* **Written request**
Which lines in the data below contain the string "building"? List each of them in full, and treat case as significant.

* **Records to use**
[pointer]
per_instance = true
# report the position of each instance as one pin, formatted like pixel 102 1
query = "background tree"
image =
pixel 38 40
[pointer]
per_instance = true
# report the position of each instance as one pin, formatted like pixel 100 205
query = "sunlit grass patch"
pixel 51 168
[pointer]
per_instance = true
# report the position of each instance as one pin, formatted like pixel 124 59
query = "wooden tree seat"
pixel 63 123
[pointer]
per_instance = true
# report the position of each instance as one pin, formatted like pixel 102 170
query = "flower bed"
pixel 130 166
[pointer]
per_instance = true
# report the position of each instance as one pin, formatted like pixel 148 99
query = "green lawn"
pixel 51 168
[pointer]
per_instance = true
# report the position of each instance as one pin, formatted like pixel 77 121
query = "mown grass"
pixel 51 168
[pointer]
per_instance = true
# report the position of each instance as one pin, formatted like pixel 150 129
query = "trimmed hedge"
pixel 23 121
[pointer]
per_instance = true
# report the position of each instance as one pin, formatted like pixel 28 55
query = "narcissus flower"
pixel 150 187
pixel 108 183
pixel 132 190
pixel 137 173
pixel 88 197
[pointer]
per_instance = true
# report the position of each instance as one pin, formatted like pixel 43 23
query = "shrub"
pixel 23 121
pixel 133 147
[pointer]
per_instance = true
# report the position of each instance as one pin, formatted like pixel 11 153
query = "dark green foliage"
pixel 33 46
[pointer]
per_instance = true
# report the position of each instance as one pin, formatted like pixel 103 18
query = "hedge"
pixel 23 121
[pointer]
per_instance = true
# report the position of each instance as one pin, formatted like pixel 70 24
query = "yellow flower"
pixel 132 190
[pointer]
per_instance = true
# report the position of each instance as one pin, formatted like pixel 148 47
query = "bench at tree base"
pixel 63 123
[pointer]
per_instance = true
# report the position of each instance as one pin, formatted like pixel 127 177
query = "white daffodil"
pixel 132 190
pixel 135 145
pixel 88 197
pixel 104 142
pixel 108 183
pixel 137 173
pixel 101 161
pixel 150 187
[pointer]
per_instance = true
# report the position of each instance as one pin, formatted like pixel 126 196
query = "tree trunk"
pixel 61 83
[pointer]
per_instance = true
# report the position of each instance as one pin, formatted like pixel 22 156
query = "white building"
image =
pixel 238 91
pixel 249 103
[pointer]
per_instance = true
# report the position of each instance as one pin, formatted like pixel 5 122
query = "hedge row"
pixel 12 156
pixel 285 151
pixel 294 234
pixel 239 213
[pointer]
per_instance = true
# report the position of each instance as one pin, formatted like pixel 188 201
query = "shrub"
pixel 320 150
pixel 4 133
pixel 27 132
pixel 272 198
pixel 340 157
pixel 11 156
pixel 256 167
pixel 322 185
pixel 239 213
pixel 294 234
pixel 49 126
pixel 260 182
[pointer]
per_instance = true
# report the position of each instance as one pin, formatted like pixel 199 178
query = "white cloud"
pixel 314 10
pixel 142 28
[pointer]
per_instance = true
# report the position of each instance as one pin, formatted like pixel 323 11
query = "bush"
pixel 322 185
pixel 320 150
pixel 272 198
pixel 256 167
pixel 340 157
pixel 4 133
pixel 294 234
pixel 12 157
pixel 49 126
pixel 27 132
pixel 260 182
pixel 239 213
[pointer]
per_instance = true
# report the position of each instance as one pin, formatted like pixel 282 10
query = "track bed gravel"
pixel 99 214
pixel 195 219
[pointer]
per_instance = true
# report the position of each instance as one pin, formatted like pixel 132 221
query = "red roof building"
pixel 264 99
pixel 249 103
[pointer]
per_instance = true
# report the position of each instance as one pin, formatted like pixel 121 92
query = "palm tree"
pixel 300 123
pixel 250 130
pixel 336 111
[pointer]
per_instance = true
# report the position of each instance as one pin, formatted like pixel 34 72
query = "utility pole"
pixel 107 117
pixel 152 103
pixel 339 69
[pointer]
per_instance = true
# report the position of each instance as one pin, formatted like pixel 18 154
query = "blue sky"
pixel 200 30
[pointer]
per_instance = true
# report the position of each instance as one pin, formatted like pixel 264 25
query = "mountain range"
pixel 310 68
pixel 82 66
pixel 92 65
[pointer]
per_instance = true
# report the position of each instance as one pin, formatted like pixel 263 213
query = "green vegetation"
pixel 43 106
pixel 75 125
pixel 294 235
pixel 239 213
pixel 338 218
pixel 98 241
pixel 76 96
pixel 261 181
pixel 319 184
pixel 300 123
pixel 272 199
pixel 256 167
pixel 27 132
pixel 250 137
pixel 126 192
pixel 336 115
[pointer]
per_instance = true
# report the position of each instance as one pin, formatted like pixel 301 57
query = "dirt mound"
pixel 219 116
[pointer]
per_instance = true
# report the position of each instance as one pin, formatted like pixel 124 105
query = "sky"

* **Final answer**
query = "white building"
query = "red roof building"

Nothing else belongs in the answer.